What is being asked:
Lift out, unaltered, the lines of the material below between the line holding "Target: the wild grass in foreground" and the line holding "[indicate] the mowed", counting both.
----
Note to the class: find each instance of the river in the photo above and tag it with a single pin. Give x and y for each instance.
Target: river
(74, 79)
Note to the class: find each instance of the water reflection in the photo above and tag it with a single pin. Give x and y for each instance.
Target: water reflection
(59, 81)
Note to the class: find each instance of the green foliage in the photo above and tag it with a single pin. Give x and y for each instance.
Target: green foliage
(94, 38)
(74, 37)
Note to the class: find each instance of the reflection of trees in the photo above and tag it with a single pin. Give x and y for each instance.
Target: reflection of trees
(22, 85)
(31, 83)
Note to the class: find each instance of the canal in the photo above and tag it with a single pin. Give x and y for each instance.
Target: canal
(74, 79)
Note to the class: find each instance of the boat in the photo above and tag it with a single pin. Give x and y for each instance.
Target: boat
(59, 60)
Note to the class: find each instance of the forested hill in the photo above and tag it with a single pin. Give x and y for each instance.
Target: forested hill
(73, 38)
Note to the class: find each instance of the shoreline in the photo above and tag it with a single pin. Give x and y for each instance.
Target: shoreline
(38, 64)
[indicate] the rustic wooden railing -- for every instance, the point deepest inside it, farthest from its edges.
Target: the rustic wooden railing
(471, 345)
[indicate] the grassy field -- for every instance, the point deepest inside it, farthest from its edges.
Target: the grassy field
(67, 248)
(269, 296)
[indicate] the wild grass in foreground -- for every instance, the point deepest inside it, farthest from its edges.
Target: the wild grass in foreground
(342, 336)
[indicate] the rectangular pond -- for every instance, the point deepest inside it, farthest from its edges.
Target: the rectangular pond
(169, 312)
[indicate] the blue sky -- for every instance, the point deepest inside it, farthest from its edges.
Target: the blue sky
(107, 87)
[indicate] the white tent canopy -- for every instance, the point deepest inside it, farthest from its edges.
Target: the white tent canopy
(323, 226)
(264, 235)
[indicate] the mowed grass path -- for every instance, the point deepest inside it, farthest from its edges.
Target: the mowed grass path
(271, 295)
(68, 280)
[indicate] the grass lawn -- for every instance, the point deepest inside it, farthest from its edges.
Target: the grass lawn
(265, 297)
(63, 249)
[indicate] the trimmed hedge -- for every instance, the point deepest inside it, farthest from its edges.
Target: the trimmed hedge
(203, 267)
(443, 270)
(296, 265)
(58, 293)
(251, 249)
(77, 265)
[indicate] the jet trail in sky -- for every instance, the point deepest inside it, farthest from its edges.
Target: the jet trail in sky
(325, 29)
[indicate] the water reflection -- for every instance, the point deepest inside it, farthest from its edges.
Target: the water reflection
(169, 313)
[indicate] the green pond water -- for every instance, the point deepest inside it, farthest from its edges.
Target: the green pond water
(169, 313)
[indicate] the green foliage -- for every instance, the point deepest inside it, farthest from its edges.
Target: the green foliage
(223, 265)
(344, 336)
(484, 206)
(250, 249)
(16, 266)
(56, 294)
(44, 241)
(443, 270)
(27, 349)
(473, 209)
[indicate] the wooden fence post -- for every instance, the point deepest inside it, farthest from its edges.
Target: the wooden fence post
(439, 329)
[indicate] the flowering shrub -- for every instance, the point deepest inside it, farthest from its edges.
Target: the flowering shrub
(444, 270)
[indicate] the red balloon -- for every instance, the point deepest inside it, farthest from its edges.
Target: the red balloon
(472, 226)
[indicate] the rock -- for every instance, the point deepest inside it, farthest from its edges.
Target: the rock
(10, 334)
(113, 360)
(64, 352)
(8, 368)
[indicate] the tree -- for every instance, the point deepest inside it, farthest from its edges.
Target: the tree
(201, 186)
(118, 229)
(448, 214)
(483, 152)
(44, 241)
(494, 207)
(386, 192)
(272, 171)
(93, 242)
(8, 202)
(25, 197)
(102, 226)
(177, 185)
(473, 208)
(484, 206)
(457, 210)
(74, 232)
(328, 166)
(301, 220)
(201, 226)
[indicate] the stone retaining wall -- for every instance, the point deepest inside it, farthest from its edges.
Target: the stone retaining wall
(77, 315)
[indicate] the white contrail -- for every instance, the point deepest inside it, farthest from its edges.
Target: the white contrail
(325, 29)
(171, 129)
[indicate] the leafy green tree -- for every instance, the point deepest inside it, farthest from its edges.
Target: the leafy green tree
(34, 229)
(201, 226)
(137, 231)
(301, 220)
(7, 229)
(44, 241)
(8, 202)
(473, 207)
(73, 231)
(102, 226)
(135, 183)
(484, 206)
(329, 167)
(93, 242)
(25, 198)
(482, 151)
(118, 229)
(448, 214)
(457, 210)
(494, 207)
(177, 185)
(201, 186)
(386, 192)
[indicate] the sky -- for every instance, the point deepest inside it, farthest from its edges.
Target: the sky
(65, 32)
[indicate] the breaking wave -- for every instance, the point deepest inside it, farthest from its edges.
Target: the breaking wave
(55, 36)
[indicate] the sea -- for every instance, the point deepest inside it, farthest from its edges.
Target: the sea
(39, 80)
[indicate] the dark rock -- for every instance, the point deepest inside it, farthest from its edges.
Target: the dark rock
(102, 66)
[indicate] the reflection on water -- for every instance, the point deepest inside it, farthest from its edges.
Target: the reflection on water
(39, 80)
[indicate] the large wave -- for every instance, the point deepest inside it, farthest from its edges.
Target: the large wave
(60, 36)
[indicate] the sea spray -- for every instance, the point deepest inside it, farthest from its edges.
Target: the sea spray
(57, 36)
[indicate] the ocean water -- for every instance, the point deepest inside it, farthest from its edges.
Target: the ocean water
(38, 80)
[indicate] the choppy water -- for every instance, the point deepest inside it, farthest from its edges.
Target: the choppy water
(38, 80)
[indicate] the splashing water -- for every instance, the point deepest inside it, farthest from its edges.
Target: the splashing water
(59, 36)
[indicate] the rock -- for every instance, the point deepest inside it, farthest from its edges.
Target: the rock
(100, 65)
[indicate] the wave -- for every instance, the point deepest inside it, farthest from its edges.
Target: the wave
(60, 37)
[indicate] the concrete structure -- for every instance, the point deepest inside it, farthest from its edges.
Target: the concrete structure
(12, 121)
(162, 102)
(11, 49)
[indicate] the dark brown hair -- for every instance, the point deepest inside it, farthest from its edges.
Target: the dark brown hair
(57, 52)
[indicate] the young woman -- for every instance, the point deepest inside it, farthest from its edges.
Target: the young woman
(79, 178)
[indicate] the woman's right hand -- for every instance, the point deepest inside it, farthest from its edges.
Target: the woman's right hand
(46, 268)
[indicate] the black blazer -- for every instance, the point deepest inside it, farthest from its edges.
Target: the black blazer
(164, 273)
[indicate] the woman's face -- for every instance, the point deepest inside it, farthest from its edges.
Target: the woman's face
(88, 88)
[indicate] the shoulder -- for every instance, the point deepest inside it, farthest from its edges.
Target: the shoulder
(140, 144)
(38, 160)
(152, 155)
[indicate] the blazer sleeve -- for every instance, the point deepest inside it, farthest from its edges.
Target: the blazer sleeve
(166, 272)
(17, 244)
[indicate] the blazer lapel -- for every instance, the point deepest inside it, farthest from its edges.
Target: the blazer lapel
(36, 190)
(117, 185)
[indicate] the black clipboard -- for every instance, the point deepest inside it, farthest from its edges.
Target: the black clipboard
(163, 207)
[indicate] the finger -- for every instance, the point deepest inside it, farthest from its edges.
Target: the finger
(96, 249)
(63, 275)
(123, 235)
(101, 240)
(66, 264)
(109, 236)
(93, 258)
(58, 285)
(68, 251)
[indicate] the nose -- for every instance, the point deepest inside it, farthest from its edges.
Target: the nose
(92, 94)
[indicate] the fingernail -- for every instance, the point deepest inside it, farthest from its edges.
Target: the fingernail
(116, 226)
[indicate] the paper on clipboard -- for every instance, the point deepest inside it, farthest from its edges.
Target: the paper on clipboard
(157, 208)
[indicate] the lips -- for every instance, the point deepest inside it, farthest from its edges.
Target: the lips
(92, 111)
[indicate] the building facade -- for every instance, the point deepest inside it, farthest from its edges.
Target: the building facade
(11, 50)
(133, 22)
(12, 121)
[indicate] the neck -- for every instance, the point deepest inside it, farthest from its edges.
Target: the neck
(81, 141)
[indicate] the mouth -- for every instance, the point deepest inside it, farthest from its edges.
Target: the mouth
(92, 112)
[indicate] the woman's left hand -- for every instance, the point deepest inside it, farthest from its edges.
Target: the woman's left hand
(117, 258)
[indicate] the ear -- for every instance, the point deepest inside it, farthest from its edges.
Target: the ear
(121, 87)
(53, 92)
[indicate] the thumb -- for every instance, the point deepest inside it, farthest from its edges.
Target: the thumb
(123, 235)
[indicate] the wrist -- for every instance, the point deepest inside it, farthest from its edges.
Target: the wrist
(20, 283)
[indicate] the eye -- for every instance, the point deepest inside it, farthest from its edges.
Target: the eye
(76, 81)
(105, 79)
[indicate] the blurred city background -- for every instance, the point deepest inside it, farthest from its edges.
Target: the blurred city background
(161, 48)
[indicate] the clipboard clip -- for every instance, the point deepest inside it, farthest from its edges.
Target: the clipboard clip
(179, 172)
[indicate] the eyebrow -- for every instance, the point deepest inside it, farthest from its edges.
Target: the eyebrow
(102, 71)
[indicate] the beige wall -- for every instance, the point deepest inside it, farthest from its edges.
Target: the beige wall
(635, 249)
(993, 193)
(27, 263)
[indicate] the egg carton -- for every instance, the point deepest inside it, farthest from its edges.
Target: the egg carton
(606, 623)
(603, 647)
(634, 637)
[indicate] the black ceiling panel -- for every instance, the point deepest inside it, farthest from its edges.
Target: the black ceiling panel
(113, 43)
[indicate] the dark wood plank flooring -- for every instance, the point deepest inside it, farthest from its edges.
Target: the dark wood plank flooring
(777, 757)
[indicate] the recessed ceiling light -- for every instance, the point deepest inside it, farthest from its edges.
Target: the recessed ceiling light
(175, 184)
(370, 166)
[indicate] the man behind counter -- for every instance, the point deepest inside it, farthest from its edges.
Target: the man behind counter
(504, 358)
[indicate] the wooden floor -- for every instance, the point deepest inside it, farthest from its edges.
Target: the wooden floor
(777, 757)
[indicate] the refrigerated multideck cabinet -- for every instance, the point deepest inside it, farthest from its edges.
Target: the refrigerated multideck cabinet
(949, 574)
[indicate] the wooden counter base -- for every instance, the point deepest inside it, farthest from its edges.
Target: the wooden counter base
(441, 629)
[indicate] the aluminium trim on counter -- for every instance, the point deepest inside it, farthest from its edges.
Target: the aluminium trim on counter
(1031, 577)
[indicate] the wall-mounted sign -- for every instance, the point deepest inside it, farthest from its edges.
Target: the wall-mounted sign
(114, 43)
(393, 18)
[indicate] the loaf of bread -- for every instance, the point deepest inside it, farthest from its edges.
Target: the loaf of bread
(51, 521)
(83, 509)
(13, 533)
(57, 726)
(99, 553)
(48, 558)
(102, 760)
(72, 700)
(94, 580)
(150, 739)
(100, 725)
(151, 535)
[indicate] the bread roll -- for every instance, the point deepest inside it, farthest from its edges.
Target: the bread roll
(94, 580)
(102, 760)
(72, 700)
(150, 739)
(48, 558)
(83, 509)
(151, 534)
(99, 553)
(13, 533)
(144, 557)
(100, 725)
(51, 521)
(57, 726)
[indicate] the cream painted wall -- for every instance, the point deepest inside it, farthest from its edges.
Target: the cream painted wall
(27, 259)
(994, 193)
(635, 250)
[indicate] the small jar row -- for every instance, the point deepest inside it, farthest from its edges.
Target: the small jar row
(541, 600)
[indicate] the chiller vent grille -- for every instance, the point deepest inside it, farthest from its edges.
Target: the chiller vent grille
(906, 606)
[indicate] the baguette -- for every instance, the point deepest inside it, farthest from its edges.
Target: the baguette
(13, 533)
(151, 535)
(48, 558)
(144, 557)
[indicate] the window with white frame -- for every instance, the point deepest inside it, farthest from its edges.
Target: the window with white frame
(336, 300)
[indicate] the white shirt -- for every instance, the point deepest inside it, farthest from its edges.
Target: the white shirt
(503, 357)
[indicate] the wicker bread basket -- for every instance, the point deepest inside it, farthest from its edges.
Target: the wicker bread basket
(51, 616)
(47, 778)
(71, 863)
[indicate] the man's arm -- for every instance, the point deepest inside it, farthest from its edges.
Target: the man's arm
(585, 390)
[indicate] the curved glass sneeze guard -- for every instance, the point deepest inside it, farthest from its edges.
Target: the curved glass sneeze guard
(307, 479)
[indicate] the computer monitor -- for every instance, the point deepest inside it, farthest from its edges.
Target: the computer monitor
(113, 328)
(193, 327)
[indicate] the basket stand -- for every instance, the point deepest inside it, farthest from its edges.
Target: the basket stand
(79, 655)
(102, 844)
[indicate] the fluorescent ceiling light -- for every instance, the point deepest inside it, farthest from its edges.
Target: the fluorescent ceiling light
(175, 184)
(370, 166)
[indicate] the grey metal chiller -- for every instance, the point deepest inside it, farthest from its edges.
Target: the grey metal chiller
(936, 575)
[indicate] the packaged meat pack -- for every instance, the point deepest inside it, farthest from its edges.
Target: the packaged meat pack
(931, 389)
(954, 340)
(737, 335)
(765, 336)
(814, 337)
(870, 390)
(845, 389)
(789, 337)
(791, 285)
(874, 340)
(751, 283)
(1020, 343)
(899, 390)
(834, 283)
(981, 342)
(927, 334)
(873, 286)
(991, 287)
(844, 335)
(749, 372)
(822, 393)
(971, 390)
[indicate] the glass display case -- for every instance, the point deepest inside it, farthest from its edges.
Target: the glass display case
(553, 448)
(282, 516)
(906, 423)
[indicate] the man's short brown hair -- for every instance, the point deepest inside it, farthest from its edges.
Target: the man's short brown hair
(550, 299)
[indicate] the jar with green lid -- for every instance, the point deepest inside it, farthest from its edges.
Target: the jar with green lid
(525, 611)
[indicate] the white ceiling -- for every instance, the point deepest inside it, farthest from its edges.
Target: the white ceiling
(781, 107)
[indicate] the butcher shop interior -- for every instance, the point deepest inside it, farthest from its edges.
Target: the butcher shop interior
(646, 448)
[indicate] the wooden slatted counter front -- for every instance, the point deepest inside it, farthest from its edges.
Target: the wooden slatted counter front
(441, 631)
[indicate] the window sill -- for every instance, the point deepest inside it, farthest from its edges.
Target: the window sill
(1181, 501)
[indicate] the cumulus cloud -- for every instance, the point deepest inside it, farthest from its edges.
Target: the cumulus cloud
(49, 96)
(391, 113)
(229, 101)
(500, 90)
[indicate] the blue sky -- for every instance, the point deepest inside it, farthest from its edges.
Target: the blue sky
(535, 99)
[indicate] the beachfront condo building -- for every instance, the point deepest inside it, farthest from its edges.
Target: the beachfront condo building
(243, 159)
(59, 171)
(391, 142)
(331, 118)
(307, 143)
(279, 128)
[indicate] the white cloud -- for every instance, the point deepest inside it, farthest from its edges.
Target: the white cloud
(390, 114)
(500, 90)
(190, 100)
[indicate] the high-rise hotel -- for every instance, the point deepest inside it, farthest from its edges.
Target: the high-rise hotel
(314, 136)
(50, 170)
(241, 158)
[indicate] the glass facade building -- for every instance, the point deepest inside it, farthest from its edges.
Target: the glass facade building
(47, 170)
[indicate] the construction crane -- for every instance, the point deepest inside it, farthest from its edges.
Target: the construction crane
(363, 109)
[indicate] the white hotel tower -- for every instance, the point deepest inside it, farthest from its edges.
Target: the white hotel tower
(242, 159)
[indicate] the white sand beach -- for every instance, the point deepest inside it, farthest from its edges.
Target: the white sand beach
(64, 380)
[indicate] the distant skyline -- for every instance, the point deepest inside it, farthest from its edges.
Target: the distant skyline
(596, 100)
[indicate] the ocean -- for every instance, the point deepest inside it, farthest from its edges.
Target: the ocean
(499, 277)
----
Solution for this task:
Target: the wild grass in foreground
(342, 336)
[indicate] the rectangular pond -- for every instance, the point deepest inside it, farthest from its edges.
Target: the rectangular pond
(169, 312)
[indicate] the blue sky -- for every instance, the point deepest inside it, farthest from its edges.
Target: the blue sky
(107, 87)
[indicate] the white tent canopy -- for every instance, the point deepest inside it, farthest from its edges.
Target: the white tent canopy
(323, 226)
(264, 235)
[indicate] the mowed grass path -- for every instance, the point deepest inside it, farthest from its edges.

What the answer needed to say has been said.